** start Provided records **

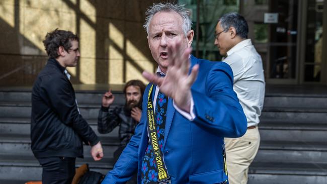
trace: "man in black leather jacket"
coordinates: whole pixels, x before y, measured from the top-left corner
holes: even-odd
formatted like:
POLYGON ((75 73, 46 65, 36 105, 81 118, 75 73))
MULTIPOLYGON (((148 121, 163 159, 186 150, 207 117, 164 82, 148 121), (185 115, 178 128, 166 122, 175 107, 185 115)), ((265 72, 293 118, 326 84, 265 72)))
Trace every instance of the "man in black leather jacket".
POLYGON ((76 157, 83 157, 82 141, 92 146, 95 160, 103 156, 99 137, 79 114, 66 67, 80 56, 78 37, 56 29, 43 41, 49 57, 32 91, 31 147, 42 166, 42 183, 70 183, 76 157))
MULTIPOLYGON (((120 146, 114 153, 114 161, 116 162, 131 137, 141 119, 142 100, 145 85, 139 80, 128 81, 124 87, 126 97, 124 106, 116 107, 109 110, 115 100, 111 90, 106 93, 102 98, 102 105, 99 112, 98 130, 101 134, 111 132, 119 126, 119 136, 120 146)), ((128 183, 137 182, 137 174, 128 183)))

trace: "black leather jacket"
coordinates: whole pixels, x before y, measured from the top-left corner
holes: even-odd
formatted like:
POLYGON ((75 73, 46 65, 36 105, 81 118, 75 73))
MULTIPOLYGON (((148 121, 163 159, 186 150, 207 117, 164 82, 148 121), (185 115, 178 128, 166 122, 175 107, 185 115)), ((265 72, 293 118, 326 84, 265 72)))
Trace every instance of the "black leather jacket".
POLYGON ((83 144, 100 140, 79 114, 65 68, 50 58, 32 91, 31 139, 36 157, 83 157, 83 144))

** end Provided records **

Which lines in the records above contain the word "black"? List each such line in full.

trace: "man in black leather jacket"
Trace every instance of the "man in black leather jacket".
trace: "black leather jacket"
Trace every instance of the "black leather jacket".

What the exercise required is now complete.